• **Page extract**:
+---+

FIG. 4B illustrates a block diagram of a system for indicating wear of tyre in one or more indicators and a display unit of the tyre in accordance with an embodiment of the present disclosure;

FIG. 5 shows a flowchart illustrating a method for indicating wear of tyre on a dashboard and one or more indicators in accordance with an embodiment of the present disclosure; and

FIG. 6 shows a flowchart illustrating a method for indicating wear of tyre in one or more indicators in accordance with an embodiment of the present disclosure.

The figures depict embodiments of the disclosure for purposes of illustration only. One skilled in the art will readily recognize from the following description that alternative embodiments of the structures and methods illustrated herein may be employed without departing from the principles of the disclosure described herein.

DETAILED DESCRIPTION

The foregoing has broadly outlined the features and technical advantages of the present disclosure in order that the detailed description of the disclosure that follows may be better understood. Additional features and advantages of the disclosure will be described hereinafter which form the subject of the claims of the disclosure. It should be appreciated by those skilled in the art that the conception and specific embodiment disclosed may be readily utilized as a basis for modifying or designing other structures for carrying out the same purposes of the present disclosure. It should also be realized by those skilled in the art that such equivalent constructions do not depart from the spirit and scope of the disclosure as set forth in the appended claims. The novel features which are believed to be characteristic of the disclosure, both as to its organization and method of operation, together with further objects and advantages will be better understood from the following description when considered in connection with the accompanying figures. It is to be expressly understood, however, that each of the figures is provided for the purpose of illustration and description only and is not intended as a definition of the limits of the present disclosure.

+---+

Stored data entries:

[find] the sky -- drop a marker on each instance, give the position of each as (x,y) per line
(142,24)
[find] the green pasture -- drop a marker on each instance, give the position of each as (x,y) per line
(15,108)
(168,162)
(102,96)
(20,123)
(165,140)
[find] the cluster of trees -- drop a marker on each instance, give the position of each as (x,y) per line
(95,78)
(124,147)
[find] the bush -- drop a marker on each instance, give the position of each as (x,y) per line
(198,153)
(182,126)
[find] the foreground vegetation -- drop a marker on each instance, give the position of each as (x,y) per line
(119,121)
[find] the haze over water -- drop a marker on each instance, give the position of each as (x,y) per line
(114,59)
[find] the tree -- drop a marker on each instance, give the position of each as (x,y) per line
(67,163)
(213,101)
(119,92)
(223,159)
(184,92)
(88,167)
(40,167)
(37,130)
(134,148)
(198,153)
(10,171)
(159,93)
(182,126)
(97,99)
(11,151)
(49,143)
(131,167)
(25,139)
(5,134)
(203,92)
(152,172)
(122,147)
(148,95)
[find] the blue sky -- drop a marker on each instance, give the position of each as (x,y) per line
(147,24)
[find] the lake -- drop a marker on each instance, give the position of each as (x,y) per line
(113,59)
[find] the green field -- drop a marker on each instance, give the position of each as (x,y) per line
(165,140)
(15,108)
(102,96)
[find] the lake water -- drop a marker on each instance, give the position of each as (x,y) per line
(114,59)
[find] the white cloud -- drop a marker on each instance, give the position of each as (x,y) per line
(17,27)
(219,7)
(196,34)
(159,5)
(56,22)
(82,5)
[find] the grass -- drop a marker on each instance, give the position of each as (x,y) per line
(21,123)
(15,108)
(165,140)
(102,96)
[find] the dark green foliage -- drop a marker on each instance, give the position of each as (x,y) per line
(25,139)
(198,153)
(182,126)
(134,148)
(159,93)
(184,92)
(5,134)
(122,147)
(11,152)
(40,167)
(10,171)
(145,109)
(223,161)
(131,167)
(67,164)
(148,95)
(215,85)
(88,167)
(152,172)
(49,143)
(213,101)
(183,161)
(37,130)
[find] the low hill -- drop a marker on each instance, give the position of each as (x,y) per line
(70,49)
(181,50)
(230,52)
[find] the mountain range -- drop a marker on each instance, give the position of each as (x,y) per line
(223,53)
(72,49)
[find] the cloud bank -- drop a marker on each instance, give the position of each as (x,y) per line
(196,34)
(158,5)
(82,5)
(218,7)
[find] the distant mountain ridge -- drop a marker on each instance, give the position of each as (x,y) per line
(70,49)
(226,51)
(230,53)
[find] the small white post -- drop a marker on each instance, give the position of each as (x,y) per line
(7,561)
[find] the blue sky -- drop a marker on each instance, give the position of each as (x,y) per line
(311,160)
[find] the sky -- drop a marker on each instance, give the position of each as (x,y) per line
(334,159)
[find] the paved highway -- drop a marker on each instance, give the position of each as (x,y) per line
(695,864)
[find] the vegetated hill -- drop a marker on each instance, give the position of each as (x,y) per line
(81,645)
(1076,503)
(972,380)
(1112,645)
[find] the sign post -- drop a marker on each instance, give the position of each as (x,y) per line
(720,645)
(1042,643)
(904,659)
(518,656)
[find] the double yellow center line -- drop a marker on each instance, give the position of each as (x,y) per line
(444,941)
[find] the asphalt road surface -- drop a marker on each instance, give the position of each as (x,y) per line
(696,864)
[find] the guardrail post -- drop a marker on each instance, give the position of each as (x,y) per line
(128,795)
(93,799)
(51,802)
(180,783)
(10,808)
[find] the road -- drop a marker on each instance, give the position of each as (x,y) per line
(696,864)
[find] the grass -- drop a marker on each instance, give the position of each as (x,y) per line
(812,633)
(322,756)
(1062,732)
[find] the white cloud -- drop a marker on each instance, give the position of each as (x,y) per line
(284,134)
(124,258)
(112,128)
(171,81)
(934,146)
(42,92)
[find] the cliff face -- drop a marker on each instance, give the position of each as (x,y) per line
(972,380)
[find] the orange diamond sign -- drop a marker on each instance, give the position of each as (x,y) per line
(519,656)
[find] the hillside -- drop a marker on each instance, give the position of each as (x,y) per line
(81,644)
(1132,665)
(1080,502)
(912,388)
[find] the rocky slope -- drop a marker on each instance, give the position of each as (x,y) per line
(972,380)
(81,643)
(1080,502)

+---+

• **Set of tasks**:
(A) Answer these questions about the tire-wear excerpt, one per line:
(i) What does FIG. 5 show?
(ii) For what purpose do the figures depict embodiments of the disclosure?
(iii) What do the additional features and advantages of the disclosure form?
(B) Using the tire-wear excerpt, explain why the features and technical advantages of the disclosure are broadly outlined before the detailed description.
(C) In the tire-wear excerpt, rewrite the stretch from "FIG. 6 shows" through "disclosure described herein.", swapping "flowchart" for "process chart".

• **Task results**:
(A)
(i) A flowchart illustrating a method for indicating wear of tyre on a dashboard and one or more indicators.
(ii) For purposes of illustration only.
(iii) The subject of the claims of the disclosure.

(B) They are outlined so that the detailed description of the disclosure that follows may be better understood.

(C)
FIG. 6 shows a process chart illustrating a method for indicating wear of tyre in one or more indicators in accordance with an embodiment of the present disclosure.

The figures depict embodiments of the disclosure for purposes of illustration only. One skilled in the art will readily recognize from the following description that alternative embodiments of the structures and methods illustrated herein may be employed without departing from the principles of the disclosure described herein.